**Text shown:**
========

Pennsylvania lawmakers: Trump rhetoric at least partly to blame for division
By CAITLIN OPRYSKO
A pair of Pennsylvania congressmen said Monday that President Donald Trump is not blameless when it comes to the rancorous public discourse in America.
Speaking at a POLITICO Playbook Elections event in Philadelphia, retiring GOP Rep. Ryan Costello said the polarized political climate is the result of many variables that are “shaking up the hornet’s nest” but that Trump’s rhetoric “is certainly one of them” for people on both sides of the aisle.
Costello said that for those on the right, Trump is projecting already-existing anger, while the president acts as a trigger for people who are “agitated” on the left.
“In the grand scheme of things, if you were to subsequently ask me, ‘Does he quell or exacerbate?’ I would say he oftentimes exacerbates,” Costello added.
The tone of political rhetoric has come under a harsh spotlight as midterm election campaigns enter their final stretch, and critics have pointed to Trump as a main user of incendiary language that may have emboldened a string of potentially politically motivated violence over the last week.
Democratic Rep. Brendan Boyle cautioned that “it’s very hard to draw a straight line” from a person’s rhetoric to events like Saturday’s mass shooting at a synagogue outside Pittsburgh but said Trump stokes division like no other U.S. president has and that “it does play a role.”

========

**Task 1:**
Render this sentence from the Trump rhetoric article in Spanish: "A pair of Pennsylvania congressmen said Monday that President Donald Trump is not blameless when it comes to the rancorous public discourse in America."
**Task 2:**
Output everything in the Trump rhetoric article from "Speaking at a" down to "of the aisle.", without changes.
The material that comes next has no connection to the Trump rhetoric article.

**Input data:**

========

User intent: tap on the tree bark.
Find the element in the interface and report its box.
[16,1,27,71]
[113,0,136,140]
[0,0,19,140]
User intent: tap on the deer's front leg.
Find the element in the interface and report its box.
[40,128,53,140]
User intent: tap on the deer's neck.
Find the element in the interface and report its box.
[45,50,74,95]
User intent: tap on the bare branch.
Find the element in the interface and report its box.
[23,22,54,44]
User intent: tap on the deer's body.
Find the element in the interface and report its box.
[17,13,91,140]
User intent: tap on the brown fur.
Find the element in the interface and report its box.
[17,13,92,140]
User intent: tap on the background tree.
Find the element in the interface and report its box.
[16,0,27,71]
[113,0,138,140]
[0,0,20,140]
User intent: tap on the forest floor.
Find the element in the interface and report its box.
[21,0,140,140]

========

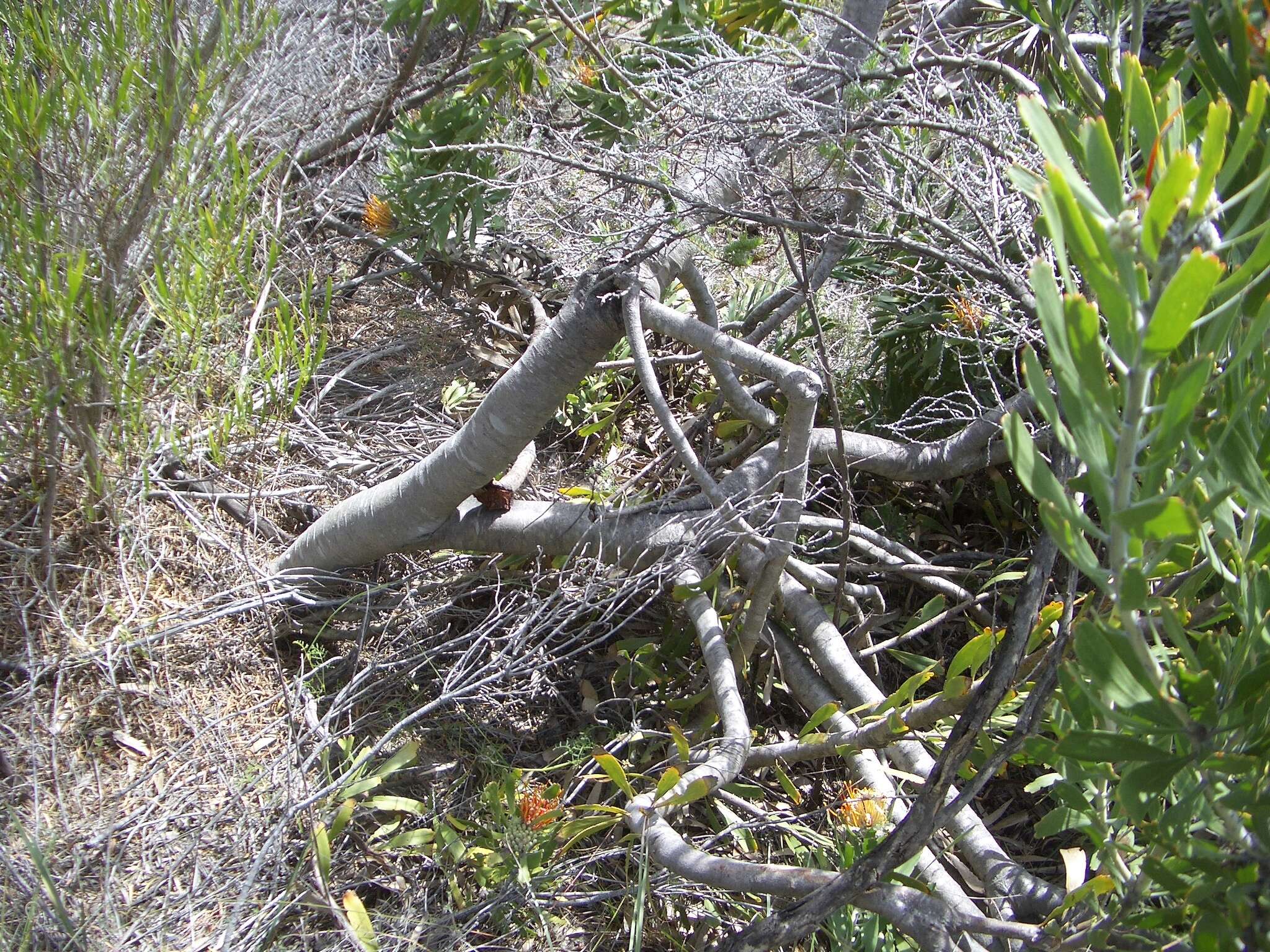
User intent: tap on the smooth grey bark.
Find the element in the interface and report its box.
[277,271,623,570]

========

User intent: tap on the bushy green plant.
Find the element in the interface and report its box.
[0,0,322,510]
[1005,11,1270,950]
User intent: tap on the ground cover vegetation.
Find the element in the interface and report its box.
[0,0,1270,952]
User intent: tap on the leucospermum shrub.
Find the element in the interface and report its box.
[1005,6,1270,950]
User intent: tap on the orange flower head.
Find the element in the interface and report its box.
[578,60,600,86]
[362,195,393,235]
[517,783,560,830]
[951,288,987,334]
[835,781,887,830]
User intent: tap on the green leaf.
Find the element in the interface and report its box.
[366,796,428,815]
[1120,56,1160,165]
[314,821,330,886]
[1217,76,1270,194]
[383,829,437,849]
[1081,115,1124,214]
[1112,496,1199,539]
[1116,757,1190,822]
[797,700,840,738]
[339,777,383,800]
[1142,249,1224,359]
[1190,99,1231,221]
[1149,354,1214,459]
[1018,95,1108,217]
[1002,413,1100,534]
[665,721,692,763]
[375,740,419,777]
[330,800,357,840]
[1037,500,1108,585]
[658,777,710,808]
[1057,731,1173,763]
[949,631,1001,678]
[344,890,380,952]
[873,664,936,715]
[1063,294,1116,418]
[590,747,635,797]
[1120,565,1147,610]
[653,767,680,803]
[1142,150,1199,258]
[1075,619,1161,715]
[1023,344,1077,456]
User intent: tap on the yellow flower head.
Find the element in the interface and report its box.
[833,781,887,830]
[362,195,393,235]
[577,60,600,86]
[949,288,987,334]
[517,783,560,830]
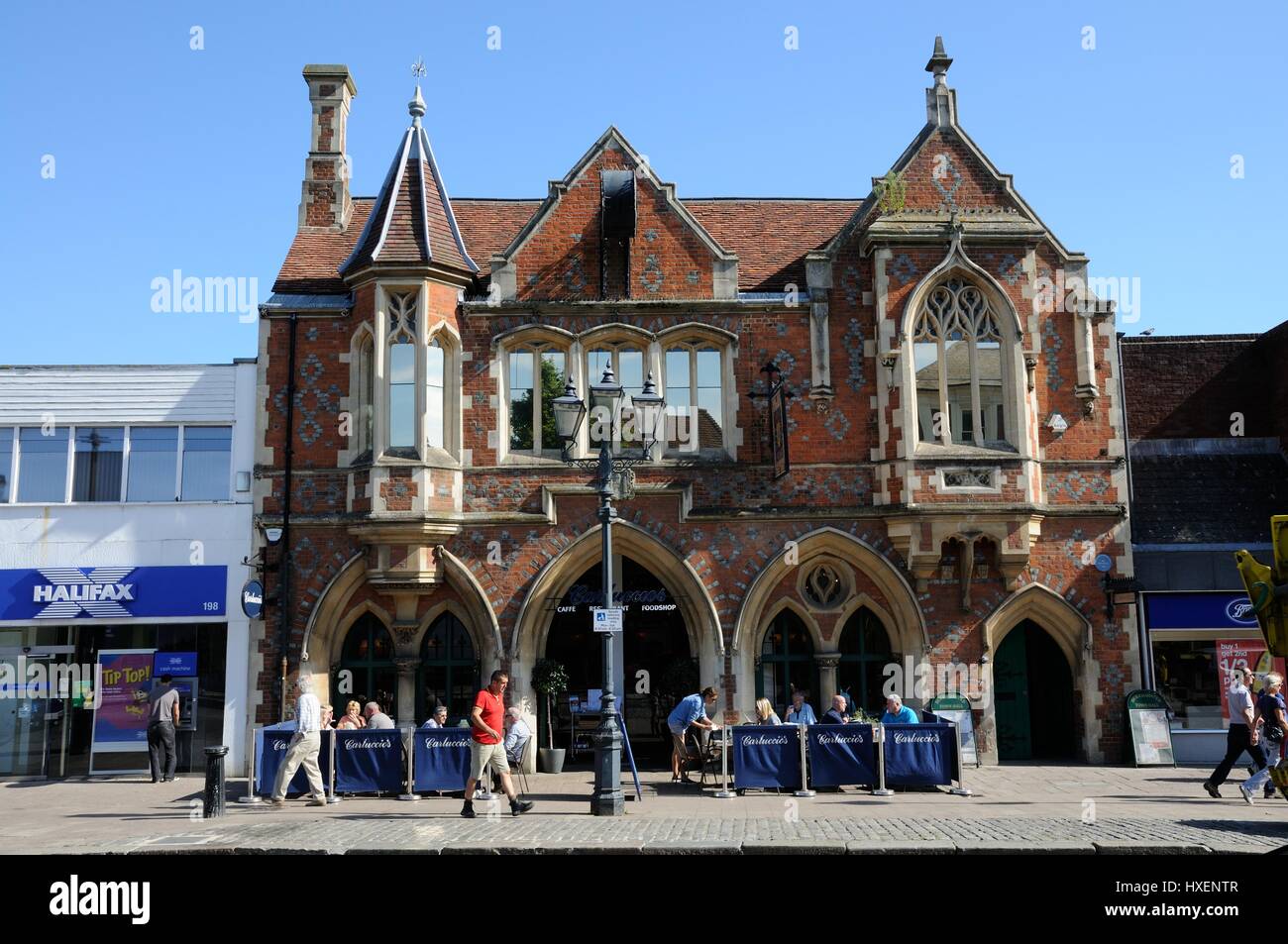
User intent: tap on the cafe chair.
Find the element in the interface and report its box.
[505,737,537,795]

========

**Response area 1:**
Un par de congresistas de Pensilvania dijeron el lunes que el presidente Donald Trump no está libre de culpa en lo que respecta al rencoroso discurso público en Estados Unidos.

**Response area 2:**
Speaking at a POLITICO Playbook Elections event in Philadelphia, retiring GOP Rep. Ryan Costello said the polarized political climate is the result of many variables that are “shaking up the hornet’s nest” but that Trump’s rhetoric “is certainly one of them” for people on both sides of the aisle.